++++ MATERIAL FOR THIS EXERCISE ++++

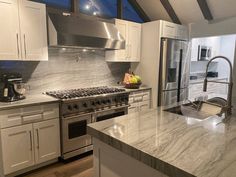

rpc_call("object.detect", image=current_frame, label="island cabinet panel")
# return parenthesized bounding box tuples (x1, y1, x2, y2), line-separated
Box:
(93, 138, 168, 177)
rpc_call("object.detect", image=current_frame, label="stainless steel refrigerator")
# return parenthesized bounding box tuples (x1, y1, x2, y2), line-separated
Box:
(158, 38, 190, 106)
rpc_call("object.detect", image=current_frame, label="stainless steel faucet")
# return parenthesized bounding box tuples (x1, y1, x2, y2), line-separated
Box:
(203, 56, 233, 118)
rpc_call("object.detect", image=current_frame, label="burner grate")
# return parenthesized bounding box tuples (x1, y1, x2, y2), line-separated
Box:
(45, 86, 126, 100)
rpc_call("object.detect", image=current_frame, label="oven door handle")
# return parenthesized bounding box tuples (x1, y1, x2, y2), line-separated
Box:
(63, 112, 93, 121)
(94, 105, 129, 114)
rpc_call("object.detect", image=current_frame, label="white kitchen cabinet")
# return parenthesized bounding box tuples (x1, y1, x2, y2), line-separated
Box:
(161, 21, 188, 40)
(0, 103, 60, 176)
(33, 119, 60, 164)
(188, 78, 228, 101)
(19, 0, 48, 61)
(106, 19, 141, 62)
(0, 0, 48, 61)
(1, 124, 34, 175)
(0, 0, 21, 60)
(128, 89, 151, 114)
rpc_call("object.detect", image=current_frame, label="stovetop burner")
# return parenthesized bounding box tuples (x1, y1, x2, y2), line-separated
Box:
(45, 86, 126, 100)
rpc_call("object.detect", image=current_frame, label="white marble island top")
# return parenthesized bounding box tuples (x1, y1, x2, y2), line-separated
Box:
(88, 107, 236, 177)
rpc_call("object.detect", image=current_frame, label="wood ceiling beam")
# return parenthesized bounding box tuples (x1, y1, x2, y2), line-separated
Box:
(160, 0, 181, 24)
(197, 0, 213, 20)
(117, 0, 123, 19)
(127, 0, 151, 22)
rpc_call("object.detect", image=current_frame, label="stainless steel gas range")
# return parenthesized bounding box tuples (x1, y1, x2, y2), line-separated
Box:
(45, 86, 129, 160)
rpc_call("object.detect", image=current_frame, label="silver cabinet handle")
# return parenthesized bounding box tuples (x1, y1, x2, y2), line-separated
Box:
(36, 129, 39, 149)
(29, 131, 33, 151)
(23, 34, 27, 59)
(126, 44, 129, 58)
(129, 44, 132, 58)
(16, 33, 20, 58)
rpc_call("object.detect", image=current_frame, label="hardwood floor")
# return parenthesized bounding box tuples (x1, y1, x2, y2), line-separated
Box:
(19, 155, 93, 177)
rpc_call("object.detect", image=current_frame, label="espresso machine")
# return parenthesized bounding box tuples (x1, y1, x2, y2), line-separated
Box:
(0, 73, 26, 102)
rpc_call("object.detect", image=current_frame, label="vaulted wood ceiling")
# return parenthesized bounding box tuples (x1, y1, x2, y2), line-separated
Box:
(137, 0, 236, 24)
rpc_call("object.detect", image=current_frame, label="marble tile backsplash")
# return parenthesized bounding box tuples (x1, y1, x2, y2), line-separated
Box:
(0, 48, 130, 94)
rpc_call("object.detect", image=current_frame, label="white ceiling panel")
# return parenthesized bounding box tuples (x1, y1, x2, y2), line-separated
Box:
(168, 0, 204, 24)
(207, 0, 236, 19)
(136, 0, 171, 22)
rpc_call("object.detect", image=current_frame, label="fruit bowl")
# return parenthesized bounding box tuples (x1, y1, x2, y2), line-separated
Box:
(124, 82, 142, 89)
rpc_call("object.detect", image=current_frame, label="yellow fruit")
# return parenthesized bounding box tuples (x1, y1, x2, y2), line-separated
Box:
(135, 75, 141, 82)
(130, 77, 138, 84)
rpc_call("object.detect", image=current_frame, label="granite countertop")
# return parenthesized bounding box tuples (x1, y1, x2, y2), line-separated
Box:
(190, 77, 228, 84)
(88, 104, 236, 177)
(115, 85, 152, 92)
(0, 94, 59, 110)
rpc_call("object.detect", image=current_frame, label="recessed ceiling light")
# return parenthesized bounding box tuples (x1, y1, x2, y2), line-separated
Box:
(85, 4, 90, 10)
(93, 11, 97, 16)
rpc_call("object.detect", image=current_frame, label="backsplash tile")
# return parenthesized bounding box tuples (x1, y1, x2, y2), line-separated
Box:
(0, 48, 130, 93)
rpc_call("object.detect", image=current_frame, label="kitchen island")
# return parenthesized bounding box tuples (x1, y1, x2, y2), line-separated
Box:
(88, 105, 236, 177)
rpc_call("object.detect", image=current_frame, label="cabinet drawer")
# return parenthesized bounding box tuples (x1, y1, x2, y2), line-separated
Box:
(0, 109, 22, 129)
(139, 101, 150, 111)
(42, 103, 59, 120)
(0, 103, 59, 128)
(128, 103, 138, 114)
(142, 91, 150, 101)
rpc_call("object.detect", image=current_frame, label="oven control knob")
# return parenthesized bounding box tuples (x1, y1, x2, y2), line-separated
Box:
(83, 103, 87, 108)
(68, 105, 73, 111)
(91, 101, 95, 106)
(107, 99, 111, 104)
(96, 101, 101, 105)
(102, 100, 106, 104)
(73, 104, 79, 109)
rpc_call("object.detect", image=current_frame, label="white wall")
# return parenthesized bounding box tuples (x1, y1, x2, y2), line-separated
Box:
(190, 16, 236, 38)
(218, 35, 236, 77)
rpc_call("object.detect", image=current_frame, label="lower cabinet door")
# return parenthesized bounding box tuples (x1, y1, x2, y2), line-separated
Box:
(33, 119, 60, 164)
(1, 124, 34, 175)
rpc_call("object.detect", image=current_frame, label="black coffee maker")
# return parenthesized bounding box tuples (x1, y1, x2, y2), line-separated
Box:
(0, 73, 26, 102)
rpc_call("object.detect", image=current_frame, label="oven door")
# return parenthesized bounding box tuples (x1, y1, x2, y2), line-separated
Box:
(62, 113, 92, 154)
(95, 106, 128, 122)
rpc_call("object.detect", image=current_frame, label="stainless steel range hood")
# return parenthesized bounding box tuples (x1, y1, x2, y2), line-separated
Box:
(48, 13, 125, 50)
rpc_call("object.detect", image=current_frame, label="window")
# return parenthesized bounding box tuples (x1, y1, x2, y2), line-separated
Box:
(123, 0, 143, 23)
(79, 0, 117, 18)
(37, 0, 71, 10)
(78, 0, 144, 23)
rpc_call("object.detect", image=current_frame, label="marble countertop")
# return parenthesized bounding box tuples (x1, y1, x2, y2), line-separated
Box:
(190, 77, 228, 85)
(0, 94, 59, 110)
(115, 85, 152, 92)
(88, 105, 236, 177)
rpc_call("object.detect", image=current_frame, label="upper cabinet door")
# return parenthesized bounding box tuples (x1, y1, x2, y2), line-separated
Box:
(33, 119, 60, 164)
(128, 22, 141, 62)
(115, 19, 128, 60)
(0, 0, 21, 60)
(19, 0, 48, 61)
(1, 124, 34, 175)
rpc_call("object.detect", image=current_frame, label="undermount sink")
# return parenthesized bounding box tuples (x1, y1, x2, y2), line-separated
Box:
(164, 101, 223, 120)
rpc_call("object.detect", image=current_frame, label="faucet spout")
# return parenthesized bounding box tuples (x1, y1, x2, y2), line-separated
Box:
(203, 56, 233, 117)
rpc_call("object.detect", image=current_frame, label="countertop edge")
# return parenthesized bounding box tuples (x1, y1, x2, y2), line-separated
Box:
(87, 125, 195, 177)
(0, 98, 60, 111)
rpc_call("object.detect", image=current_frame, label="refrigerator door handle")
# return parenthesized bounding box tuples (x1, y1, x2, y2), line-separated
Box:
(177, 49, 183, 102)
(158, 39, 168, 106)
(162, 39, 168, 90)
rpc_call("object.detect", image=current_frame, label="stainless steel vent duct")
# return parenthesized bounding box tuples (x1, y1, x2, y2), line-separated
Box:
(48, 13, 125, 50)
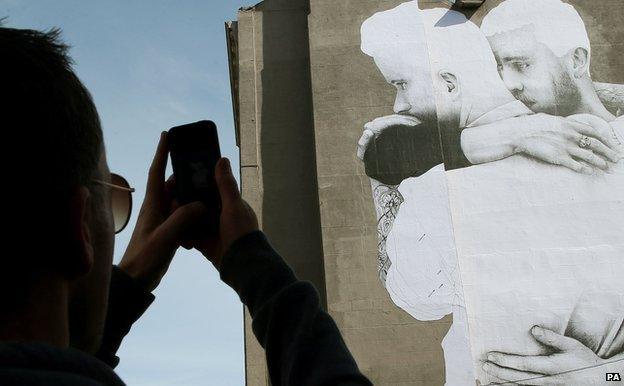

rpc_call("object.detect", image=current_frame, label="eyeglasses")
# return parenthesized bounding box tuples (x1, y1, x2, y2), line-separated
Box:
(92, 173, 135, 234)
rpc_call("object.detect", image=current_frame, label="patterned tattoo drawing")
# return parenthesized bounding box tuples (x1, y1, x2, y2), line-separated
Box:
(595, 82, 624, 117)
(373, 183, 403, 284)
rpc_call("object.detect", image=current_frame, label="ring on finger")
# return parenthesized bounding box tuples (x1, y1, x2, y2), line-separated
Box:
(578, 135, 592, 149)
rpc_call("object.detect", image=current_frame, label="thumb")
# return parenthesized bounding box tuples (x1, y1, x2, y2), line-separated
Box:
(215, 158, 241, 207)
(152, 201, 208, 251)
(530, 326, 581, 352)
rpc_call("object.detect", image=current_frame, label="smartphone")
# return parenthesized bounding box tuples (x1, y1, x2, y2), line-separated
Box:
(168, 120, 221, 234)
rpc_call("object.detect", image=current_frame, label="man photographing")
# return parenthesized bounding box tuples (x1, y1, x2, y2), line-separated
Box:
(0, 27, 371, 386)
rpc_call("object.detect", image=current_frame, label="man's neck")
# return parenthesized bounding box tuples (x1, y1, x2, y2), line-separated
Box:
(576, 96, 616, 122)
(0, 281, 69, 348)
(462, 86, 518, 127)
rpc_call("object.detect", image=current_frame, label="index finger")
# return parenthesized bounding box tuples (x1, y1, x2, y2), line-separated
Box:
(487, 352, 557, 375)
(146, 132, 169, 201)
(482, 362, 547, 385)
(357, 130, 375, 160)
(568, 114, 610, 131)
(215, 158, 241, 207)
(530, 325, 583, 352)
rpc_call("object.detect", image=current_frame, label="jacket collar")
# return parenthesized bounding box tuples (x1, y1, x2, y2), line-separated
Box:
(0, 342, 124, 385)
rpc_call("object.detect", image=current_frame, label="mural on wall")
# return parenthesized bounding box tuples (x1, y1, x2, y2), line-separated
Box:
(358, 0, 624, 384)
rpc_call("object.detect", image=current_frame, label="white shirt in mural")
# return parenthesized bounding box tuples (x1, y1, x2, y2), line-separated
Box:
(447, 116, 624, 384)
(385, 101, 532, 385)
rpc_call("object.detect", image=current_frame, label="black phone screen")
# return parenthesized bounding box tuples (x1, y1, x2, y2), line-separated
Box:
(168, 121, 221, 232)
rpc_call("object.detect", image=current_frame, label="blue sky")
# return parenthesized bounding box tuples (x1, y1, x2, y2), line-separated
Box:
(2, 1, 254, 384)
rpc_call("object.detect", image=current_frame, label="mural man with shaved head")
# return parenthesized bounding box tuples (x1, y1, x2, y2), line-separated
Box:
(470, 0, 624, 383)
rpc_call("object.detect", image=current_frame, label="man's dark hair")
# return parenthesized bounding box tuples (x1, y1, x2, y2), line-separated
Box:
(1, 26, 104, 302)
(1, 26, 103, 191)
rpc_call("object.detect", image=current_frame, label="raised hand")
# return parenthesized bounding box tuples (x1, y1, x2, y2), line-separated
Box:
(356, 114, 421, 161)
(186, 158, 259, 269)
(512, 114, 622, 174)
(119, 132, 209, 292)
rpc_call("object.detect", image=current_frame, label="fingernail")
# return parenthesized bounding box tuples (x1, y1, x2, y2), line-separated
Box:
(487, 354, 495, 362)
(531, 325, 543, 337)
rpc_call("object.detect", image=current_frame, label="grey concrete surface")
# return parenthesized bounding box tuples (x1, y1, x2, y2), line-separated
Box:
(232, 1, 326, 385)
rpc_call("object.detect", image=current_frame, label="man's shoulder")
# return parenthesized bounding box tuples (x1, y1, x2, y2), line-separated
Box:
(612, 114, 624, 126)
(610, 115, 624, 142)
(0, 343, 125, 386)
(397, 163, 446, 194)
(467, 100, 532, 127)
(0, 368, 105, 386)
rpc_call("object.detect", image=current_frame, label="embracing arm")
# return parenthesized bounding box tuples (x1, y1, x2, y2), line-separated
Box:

++++

WHAT THE TASK REQUIRES: When a line in the listing includes the word "mural", report that line in full.

EXERCISE RESPONSE:
rpc_call("object.detect", image=current_frame, label="mural on wall")
rpc_call("object.detect", image=current_frame, label="white shirt in mural")
rpc_call("object.detect", image=current_frame, label="mural man with shaved head")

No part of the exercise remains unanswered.